■ Records for the task
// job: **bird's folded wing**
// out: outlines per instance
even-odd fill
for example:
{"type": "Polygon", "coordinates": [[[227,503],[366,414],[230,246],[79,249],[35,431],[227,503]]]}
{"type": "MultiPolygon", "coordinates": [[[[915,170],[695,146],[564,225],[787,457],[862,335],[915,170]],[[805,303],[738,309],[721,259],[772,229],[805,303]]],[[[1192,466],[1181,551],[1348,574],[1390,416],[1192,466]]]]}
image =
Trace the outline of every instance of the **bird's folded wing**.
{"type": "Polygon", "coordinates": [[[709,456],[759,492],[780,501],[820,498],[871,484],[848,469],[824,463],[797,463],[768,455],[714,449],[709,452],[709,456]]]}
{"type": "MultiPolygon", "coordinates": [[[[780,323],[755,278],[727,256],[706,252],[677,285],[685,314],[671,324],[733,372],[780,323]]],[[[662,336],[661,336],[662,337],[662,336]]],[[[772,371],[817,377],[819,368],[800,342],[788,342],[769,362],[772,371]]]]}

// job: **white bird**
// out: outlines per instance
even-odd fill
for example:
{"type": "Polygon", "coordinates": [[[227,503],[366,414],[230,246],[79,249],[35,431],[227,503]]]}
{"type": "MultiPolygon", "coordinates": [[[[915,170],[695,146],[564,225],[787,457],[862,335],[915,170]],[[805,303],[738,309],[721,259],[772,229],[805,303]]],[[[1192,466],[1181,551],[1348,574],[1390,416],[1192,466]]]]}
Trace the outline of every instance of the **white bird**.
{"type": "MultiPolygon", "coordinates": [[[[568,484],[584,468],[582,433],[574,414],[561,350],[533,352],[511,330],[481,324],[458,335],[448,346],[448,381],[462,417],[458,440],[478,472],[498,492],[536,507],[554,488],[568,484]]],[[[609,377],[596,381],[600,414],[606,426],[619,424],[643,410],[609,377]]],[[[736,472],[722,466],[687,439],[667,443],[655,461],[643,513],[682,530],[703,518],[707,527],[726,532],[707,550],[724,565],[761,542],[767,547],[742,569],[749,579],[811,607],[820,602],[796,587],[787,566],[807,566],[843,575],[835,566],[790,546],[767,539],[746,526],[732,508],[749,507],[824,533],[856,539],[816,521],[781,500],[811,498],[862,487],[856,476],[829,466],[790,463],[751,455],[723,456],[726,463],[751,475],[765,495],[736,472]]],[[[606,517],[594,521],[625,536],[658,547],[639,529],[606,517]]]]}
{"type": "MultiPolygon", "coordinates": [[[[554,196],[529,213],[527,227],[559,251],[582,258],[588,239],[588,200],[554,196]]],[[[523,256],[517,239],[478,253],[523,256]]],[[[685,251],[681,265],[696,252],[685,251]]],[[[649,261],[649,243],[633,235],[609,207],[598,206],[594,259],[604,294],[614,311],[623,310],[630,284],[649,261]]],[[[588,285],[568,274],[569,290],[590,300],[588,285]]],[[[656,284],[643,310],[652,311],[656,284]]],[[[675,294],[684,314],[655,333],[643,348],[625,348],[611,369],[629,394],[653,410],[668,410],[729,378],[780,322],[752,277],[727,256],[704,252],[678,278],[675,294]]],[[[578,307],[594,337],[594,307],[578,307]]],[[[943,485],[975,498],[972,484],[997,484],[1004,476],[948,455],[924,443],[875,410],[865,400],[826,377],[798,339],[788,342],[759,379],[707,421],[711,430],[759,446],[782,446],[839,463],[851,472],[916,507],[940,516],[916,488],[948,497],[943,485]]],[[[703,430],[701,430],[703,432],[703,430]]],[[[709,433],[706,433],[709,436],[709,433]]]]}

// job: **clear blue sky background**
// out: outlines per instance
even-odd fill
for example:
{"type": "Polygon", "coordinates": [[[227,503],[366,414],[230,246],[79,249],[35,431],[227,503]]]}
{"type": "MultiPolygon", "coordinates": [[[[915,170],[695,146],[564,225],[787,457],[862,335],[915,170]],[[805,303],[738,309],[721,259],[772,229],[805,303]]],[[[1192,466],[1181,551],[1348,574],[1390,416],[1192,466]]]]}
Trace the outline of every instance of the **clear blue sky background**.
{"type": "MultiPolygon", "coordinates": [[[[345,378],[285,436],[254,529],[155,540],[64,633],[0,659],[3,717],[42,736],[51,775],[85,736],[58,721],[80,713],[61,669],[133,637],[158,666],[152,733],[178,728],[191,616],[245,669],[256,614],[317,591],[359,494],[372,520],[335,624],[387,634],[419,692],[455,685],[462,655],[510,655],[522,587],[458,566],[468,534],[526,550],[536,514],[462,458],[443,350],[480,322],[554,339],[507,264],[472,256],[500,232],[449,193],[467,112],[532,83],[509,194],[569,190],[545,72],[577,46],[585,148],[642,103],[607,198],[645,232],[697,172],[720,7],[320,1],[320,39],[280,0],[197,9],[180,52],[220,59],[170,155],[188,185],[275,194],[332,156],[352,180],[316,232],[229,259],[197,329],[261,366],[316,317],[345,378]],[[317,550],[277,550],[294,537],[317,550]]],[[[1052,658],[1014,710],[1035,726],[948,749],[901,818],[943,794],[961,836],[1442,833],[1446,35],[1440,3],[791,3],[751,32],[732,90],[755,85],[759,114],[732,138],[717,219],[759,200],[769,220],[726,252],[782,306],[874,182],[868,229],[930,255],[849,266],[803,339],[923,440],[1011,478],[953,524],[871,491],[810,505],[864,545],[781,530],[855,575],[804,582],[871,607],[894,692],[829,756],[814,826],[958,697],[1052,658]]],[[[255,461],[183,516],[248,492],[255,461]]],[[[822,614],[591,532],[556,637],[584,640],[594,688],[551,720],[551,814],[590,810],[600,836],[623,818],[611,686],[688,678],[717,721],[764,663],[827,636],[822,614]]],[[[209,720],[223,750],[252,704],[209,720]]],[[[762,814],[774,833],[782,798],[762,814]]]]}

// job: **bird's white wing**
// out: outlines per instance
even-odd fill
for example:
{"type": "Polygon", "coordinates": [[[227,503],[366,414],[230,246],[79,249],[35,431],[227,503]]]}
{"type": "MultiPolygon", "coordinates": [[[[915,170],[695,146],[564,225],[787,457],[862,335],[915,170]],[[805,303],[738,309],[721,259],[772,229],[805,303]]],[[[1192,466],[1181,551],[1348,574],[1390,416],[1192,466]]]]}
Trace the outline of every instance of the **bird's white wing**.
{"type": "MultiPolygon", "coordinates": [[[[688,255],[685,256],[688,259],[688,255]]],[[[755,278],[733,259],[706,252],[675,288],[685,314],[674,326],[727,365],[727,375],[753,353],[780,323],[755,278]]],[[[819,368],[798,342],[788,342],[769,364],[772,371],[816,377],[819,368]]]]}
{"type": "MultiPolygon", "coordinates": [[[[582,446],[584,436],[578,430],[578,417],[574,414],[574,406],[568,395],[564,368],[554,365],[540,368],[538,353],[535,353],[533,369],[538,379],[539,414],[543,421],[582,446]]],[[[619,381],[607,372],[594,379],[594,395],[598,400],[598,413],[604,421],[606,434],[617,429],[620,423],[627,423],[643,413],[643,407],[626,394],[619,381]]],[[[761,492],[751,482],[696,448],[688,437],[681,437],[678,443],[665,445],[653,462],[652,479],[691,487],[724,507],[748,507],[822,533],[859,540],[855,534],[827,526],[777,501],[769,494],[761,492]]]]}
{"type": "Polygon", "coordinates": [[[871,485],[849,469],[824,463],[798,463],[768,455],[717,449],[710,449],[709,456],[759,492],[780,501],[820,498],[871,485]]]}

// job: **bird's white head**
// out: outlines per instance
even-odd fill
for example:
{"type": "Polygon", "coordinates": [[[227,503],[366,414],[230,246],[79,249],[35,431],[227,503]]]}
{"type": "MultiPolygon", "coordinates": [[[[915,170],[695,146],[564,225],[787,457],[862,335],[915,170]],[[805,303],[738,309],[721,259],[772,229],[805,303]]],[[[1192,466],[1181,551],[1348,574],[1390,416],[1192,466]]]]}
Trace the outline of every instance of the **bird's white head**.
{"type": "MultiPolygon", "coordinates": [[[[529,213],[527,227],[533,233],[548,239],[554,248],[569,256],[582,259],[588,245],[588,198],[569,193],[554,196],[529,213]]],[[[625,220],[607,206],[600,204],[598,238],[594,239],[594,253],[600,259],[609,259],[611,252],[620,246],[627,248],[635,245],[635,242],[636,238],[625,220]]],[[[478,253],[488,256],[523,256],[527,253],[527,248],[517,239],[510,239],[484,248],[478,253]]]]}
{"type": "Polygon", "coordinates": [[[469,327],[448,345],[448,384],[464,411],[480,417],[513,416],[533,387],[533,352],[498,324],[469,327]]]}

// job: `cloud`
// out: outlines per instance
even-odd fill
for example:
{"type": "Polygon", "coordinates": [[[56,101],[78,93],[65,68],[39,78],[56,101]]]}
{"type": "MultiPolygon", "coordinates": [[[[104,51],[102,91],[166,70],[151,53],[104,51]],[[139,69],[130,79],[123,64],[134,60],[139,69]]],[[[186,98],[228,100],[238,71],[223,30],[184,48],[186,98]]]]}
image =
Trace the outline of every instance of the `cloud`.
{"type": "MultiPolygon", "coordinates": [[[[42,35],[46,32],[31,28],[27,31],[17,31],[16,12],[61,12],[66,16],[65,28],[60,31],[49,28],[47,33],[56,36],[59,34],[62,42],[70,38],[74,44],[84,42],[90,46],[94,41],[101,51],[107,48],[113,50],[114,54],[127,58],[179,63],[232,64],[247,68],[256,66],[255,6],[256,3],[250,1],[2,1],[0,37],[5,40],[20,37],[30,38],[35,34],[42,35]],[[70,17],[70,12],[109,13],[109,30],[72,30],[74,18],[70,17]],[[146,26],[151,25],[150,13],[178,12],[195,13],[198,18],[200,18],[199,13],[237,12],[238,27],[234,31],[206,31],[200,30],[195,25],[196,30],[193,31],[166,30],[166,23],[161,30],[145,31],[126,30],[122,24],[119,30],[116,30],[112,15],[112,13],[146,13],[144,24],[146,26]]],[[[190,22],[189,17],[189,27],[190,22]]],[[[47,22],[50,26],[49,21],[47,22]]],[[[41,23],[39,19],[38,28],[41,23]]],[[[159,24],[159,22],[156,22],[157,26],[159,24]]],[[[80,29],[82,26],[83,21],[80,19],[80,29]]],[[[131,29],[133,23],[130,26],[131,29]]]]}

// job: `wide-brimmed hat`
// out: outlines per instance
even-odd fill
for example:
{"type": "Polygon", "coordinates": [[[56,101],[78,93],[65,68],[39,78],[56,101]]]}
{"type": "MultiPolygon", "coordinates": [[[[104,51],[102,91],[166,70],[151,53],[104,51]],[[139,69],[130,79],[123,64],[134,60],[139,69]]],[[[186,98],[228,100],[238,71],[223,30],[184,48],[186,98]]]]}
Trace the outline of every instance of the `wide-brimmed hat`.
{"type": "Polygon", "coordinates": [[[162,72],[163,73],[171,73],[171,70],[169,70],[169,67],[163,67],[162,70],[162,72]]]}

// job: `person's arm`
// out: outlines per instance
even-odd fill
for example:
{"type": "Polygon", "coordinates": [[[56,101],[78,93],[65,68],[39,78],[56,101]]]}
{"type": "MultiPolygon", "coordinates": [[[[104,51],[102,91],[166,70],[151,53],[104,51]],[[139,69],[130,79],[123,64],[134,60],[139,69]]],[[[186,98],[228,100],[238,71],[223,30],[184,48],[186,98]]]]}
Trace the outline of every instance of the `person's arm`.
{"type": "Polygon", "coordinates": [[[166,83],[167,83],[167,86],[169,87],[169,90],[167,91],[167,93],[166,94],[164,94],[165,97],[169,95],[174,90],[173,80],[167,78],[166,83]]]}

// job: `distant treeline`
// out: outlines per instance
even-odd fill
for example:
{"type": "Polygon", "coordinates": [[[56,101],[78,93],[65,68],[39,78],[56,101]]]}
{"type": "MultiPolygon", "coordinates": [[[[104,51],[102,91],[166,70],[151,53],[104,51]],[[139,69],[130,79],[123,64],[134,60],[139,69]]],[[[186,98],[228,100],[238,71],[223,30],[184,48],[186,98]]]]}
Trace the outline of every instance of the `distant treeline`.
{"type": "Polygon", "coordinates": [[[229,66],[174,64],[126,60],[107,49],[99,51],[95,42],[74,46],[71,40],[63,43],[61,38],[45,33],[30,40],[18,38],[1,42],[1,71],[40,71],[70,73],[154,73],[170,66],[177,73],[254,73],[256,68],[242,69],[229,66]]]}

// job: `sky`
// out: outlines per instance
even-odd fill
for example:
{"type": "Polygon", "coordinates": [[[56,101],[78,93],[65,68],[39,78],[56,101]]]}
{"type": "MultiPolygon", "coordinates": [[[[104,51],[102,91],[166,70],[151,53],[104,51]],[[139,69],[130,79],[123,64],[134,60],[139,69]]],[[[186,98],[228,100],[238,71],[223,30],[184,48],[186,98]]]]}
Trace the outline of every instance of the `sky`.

■ Work to do
Pick out every line in the data above that contains the string "background", and copy each one in full.

■ Written response
// job: **clear blue sky background**
Trace the outline of every instance of the **clear blue sky background**.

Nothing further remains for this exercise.